** START **
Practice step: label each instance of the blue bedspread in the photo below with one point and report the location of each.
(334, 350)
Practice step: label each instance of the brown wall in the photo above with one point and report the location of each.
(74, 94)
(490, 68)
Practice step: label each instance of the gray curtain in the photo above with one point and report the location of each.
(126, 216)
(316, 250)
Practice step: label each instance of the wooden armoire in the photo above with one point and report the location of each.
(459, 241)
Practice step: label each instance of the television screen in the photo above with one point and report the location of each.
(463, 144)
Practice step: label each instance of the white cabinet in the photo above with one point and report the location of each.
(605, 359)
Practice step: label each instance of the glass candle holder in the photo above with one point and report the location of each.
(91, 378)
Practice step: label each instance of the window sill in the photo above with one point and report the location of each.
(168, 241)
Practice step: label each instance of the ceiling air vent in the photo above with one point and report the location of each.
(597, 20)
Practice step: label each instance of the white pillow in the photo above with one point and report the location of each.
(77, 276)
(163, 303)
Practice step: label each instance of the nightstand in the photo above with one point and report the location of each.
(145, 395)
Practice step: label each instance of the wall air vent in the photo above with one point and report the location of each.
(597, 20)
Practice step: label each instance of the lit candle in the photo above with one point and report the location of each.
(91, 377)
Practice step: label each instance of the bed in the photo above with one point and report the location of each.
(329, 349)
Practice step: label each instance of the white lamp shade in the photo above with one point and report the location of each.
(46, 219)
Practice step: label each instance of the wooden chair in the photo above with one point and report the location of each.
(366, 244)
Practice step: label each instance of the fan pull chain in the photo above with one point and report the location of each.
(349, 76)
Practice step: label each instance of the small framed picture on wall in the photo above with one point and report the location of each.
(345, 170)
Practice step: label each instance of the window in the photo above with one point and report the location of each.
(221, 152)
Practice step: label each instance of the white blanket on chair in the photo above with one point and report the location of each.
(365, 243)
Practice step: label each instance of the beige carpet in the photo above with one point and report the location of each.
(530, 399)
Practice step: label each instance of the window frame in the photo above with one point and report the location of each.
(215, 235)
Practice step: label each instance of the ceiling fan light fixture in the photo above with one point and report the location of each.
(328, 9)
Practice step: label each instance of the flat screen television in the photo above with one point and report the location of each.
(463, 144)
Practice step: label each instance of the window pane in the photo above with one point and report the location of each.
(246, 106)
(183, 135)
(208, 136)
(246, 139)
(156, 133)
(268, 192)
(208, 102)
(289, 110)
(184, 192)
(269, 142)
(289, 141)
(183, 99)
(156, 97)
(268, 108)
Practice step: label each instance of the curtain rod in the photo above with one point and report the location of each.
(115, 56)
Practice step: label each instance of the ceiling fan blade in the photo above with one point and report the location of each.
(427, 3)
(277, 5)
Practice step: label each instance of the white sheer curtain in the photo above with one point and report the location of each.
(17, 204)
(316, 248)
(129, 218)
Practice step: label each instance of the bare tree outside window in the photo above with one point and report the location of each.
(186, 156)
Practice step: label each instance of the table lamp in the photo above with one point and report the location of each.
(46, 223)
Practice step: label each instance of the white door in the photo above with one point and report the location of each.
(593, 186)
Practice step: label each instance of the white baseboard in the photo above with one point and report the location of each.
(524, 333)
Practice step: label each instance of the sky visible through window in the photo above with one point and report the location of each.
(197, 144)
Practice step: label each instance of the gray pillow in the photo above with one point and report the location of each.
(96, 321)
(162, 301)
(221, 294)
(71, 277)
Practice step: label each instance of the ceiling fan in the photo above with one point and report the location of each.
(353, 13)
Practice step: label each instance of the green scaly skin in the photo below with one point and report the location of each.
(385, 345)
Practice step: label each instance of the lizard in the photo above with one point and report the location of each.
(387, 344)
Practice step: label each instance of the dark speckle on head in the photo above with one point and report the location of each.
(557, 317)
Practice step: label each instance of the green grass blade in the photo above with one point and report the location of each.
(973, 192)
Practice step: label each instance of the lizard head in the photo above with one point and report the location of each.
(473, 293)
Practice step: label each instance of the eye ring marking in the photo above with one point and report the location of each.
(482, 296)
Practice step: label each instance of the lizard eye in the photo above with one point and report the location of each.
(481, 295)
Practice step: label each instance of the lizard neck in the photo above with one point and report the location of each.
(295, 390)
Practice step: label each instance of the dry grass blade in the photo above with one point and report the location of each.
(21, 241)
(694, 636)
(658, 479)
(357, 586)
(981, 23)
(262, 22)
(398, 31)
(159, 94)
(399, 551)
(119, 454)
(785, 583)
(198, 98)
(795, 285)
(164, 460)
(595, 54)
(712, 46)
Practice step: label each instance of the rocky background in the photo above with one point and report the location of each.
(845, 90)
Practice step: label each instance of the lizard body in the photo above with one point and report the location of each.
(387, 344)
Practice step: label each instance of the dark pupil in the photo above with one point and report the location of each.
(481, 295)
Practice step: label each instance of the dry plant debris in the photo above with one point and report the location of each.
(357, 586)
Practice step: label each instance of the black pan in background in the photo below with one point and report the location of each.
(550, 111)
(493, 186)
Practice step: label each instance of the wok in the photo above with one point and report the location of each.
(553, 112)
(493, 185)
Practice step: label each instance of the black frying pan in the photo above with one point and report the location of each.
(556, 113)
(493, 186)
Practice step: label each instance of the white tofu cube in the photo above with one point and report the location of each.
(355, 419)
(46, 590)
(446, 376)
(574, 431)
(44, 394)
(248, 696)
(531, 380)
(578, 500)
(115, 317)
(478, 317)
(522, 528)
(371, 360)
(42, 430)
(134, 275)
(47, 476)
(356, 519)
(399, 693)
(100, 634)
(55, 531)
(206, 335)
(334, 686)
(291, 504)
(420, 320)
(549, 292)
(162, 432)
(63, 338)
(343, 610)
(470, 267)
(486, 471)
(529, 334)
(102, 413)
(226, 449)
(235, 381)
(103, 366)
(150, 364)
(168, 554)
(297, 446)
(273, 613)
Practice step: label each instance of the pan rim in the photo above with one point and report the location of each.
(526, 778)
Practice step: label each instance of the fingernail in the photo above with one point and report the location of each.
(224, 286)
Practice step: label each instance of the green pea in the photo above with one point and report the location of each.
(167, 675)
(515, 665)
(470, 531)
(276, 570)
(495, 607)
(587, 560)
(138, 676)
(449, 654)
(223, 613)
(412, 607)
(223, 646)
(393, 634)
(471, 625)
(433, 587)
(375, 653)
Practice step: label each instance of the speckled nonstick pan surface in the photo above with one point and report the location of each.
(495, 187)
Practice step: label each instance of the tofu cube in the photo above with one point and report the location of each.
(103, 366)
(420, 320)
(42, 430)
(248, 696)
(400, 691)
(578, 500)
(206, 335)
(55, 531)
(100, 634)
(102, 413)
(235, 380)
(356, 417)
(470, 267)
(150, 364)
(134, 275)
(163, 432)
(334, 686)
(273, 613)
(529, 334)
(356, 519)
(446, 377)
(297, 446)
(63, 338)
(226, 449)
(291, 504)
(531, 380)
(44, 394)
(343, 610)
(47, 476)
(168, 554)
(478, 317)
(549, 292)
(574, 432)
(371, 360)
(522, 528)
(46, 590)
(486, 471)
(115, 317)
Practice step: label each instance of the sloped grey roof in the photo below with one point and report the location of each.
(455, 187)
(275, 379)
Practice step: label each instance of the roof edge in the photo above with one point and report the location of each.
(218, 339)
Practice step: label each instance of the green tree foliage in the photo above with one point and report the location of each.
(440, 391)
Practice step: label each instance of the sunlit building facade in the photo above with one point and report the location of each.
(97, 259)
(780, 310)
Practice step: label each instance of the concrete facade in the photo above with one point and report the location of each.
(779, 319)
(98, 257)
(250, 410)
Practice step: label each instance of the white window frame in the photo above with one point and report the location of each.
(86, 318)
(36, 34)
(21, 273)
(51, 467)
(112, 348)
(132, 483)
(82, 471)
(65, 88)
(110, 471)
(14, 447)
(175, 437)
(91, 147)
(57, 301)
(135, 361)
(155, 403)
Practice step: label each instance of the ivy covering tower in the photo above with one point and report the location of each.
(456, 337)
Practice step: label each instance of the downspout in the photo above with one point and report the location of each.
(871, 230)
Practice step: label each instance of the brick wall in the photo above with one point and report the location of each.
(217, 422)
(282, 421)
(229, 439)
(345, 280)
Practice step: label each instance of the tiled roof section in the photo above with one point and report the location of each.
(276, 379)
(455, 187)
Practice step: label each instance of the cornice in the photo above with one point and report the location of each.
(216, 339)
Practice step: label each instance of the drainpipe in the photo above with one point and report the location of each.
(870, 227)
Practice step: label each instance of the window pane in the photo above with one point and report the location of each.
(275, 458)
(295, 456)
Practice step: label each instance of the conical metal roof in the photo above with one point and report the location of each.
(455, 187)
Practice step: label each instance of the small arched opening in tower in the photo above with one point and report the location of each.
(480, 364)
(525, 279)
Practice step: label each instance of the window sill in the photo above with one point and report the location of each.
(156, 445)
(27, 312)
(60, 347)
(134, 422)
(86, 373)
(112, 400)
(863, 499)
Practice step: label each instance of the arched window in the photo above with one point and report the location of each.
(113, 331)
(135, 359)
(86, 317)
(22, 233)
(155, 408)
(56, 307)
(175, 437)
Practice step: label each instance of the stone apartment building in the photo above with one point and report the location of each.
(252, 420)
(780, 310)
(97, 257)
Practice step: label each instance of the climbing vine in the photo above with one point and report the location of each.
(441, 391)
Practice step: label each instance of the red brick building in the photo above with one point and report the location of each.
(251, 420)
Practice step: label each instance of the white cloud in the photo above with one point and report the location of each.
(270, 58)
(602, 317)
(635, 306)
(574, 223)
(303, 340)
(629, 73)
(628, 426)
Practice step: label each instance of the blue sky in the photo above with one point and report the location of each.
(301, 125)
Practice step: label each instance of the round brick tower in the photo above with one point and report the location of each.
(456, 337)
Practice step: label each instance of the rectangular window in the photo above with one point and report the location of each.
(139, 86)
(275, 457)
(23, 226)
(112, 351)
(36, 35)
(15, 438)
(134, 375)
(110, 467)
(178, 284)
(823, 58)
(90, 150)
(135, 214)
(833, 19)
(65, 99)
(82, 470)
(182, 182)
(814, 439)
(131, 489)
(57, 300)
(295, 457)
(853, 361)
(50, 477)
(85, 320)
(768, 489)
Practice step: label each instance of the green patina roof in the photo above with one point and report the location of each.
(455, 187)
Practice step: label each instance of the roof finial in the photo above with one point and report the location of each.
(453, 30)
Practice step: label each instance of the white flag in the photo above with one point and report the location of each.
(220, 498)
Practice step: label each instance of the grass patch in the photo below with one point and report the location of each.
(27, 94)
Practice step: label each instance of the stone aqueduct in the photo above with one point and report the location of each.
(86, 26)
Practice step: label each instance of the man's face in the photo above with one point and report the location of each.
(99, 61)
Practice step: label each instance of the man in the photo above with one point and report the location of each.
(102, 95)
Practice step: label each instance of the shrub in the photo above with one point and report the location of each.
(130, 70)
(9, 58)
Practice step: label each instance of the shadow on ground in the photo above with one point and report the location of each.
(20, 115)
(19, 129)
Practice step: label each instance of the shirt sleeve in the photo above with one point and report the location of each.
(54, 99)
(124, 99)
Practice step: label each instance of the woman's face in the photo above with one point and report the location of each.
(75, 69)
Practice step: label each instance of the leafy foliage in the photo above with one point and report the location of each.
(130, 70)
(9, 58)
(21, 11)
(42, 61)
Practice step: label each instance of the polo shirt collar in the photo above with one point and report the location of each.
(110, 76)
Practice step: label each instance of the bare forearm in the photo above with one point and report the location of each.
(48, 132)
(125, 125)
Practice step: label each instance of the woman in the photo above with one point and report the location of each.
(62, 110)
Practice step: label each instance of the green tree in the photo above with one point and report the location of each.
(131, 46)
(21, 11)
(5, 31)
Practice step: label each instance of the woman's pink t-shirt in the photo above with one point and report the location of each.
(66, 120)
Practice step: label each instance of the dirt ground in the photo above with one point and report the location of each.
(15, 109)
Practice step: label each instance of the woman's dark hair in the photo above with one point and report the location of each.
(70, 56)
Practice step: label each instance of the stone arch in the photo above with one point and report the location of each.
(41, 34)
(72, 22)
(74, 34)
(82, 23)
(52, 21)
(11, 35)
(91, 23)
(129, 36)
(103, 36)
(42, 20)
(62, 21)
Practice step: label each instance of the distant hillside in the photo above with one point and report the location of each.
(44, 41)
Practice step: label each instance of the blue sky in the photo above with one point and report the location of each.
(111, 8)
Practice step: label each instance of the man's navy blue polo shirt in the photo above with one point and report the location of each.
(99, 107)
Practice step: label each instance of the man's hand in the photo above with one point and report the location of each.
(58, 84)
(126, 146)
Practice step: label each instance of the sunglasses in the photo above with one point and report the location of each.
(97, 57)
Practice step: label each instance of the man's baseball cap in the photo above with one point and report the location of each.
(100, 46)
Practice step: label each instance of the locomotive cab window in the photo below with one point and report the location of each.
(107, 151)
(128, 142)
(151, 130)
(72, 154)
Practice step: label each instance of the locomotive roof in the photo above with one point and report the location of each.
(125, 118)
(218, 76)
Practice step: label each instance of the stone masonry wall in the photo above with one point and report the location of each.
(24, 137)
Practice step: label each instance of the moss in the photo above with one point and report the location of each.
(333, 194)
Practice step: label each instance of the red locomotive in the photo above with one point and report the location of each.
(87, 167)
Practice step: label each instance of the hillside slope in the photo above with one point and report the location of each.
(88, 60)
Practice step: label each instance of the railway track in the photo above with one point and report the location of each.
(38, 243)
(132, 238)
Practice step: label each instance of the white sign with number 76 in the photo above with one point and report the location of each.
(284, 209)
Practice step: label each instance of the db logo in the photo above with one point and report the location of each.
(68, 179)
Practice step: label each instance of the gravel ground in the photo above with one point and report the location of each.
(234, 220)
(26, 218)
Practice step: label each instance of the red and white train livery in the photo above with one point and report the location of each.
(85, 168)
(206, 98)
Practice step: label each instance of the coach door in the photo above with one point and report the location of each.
** END **
▸ **Objective**: Begin at the line that contains "Practice step: label each instance of the gravel" and continue through the last line of the items, keeping both ends. Write those lines out as a numbered list, leaving out any blank lines.

▸ **Task solution**:
1. Practice step: label each instance of the gravel ground in the photo above with one point and report the location of each.
2. (234, 220)
3. (26, 218)
4. Practice step: label each instance of the red and white train livery in the photo above with one point and report the location of each.
5. (85, 168)
6. (206, 98)
7. Practice step: label each instance of the coach door in the photo above with one point and report the location of each.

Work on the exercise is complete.